Records contained in a dataset
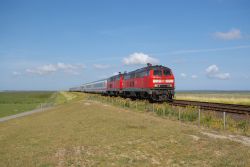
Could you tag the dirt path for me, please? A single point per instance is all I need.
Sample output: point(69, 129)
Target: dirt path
point(23, 114)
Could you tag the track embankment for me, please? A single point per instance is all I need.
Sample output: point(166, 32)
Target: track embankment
point(221, 107)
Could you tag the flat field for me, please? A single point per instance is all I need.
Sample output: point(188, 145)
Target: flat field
point(230, 97)
point(17, 102)
point(88, 133)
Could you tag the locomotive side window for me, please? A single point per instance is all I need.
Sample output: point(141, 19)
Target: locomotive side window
point(157, 72)
point(166, 72)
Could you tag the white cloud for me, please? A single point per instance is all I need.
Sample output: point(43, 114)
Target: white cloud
point(194, 76)
point(101, 66)
point(52, 68)
point(183, 75)
point(139, 58)
point(214, 72)
point(230, 35)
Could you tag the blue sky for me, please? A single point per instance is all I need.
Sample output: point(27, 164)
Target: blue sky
point(49, 44)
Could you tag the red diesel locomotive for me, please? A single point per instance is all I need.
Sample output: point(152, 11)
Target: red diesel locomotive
point(156, 83)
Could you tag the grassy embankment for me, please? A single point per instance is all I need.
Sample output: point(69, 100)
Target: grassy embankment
point(230, 97)
point(189, 114)
point(16, 102)
point(88, 133)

The exercise:
Rewrite the records above as a Markdown table with the columns Number and Record line, one row per line and blank lines omitted. Leave the pictures out of the result.

Task output:
| Number | Record line |
|---|---|
| 1 | Could you tag the dirt path for me, please? A single point per instance is all I need. |
| 2 | Sample output: point(69, 129) |
| 3 | Target: dirt path |
| 4 | point(23, 114) |
| 5 | Could you tag the track embankment for me, please? A single point per instance is all I need. |
| 6 | Sample output: point(166, 32) |
| 7 | Target: track embankment |
| 8 | point(221, 107) |
| 9 | Could you tag the flat field for me, please? A single point per instance is all I need. |
| 10 | Sample output: point(188, 145) |
| 11 | Target: flat field |
| 12 | point(230, 97) |
| 13 | point(17, 102) |
| 14 | point(88, 133) |
| 15 | Could you tag the locomotive side window for me, please? A single point per instance is all I need. |
| 16 | Sample output: point(141, 19) |
| 17 | Target: locomotive side window |
| 18 | point(157, 72) |
| 19 | point(166, 72) |
| 20 | Could you tag the white cloud for me, please? A single point per instance is all I need. |
| 21 | Sample output: point(43, 114) |
| 22 | Target: white cloud |
| 23 | point(194, 76) |
| 24 | point(101, 66) |
| 25 | point(52, 68) |
| 26 | point(183, 75) |
| 27 | point(139, 58) |
| 28 | point(214, 72) |
| 29 | point(230, 35) |
| 30 | Could you tag the blue sky for me, please? A single point per instance is all I need. |
| 31 | Sample output: point(27, 164) |
| 32 | Target: blue sky |
| 33 | point(49, 44) |
| 34 | Could you tag the red diesel locomotive for me, please? A single point per instance is all I need. |
| 35 | Sample output: point(152, 11) |
| 36 | Target: red diesel locomotive |
| 37 | point(156, 83) |
| 38 | Could you tag the grassy embankment for me, please? A single point per instance is all I need. |
| 39 | Sample output: point(69, 100) |
| 40 | Target: grassy embankment |
| 41 | point(230, 97) |
| 42 | point(189, 114) |
| 43 | point(16, 102) |
| 44 | point(88, 133) |